--- BEGIN Stored rows ---

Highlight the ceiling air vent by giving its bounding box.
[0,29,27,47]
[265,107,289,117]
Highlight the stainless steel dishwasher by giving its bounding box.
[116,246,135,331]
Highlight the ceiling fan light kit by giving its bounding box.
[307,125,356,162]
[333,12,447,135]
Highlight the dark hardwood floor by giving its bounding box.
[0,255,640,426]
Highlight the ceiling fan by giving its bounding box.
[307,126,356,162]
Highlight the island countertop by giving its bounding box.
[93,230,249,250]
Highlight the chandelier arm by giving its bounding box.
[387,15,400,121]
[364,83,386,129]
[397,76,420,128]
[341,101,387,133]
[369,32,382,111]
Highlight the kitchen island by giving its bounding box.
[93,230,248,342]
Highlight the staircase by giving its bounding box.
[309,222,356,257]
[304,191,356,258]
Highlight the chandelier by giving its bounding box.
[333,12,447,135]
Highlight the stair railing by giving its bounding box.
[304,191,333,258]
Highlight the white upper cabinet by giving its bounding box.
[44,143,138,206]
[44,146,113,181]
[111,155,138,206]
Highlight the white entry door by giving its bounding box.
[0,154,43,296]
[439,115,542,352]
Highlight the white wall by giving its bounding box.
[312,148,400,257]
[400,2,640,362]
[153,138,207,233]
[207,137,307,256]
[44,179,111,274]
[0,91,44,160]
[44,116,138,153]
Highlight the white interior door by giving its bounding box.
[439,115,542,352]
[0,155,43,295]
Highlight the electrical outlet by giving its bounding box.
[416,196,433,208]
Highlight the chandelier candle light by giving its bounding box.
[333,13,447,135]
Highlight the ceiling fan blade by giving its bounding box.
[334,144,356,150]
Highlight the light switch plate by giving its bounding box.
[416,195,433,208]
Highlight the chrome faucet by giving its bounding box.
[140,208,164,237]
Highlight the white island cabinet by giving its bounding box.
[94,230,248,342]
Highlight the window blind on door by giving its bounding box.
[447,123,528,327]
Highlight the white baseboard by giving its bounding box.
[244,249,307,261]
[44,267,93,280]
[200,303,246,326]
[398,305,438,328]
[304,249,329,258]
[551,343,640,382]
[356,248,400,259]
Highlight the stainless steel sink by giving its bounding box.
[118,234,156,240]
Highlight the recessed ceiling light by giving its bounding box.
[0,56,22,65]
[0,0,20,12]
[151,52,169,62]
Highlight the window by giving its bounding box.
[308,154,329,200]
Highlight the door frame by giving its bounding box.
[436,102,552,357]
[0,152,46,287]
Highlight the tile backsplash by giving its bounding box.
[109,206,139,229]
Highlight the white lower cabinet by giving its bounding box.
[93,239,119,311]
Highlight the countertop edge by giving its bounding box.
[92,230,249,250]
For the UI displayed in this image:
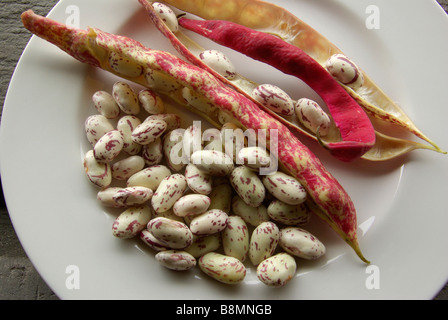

--- END Stored rows ---

■ **What the exercise asks**: Render every line of the entries above as a Markdown table with the columns Row and Entry text, numbering the rows in order and skipping blank lines. Leave the pictures out.

■ **Full answer**:
| Row | Entry text |
|---|---|
| 1 | Highlight the ceiling air vent by giving its bounding box. |
| 2 | [0,29,27,47] |
| 3 | [265,107,289,117] |
| 4 | Highlight the stainless steel dishwasher by giving its bounding box. |
| 5 | [116,246,135,331] |
| 6 | Highlight the ceiling fan light kit by giving its bounding box. |
| 7 | [307,125,356,162] |
| 8 | [333,12,447,135] |
| 9 | Highlight the dark hardwood floor by giving its bounding box. |
| 10 | [0,255,640,426] |
| 11 | Highlight the ceiling fan by giving its bounding box. |
| 12 | [307,126,356,162] |
| 13 | Highlight the island countertop by giving its bounding box. |
| 14 | [93,230,249,250] |
| 15 | Highlight the chandelier arm by giving its bounding box. |
| 16 | [387,15,400,121] |
| 17 | [364,83,386,129] |
| 18 | [397,76,420,128] |
| 19 | [341,101,387,133] |
| 20 | [369,32,382,111] |
| 21 | Highlight the kitchen island by giving its bounding box. |
| 22 | [93,230,248,342] |
| 23 | Highlight the staircase by giving its bounding box. |
| 24 | [309,222,356,257] |
| 25 | [304,191,356,258] |
| 26 | Highlight the chandelier by giving its bounding box. |
| 27 | [333,12,447,135] |
| 28 | Highlight the stair railing by giving its bounding box. |
| 29 | [304,191,333,258] |
| 30 | Highlight the white upper cabinet by giving its bounding box. |
| 31 | [44,143,138,206] |
| 32 | [44,146,113,181] |
| 33 | [111,155,138,206] |
| 34 | Highlight the white entry door by giving its bounding box. |
| 35 | [0,154,43,296] |
| 36 | [439,115,542,352] |
| 37 | Highlight the white wall by giving its bounding box. |
| 38 | [312,148,400,257] |
| 39 | [400,2,640,362] |
| 40 | [153,138,207,233] |
| 41 | [207,137,307,256] |
| 42 | [44,179,111,274] |
| 43 | [0,91,44,160] |
| 44 | [44,116,138,153] |
| 45 | Highlight the white interior door by giving its bounding box. |
| 46 | [439,115,542,352] |
| 47 | [0,155,43,295] |
| 48 | Highlight the electrical outlet by giving its bounding box. |
| 49 | [416,196,433,208] |
| 50 | Highlight the chandelier candle light by giving its bounding box. |
| 51 | [333,13,447,135] |
| 52 | Highlight the ceiling fan blade by giving its bounding box. |
| 53 | [334,144,356,150] |
| 54 | Highlight the light switch plate by giving its bounding box. |
| 55 | [416,195,433,208] |
| 56 | Highlight the chrome faucet by giving its bounding box. |
| 57 | [140,208,164,237] |
| 58 | Highlight the white island cabinet by giving its bounding box. |
| 59 | [94,230,248,342] |
| 60 | Highlight the window blind on door by giving its bounding box. |
| 61 | [447,123,528,327] |
| 62 | Highlight the white baseboard by giving its bounding box. |
| 63 | [244,249,307,261] |
| 64 | [44,267,93,280] |
| 65 | [200,303,246,326] |
| 66 | [398,305,438,328] |
| 67 | [304,249,329,258] |
| 68 | [551,343,640,382] |
| 69 | [356,248,400,259] |
| 70 | Highlight the stainless steel sink by giving its bounding box. |
| 71 | [118,234,156,240] |
| 72 | Highlight the recessed ceiling light by giving its bounding box. |
| 73 | [0,56,22,65] |
| 74 | [0,0,20,12] |
| 75 | [151,52,169,62] |
| 76 | Highlight the window by giving its bounding box. |
| 77 | [308,154,329,200] |
| 78 | Highlight the door frame by giving its bounding box. |
| 79 | [436,102,552,357] |
| 80 | [0,152,46,287] |
| 81 | Highlight the tile backsplash by giving its bounding box. |
| 82 | [109,206,139,229] |
| 83 | Highlight the white lower cabinet by giving its bounding box. |
| 84 | [93,239,119,311] |
| 85 | Highlight the countertop edge by giving its bounding box. |
| 86 | [92,230,249,250] |
| 87 | For the UI displayed in this image: |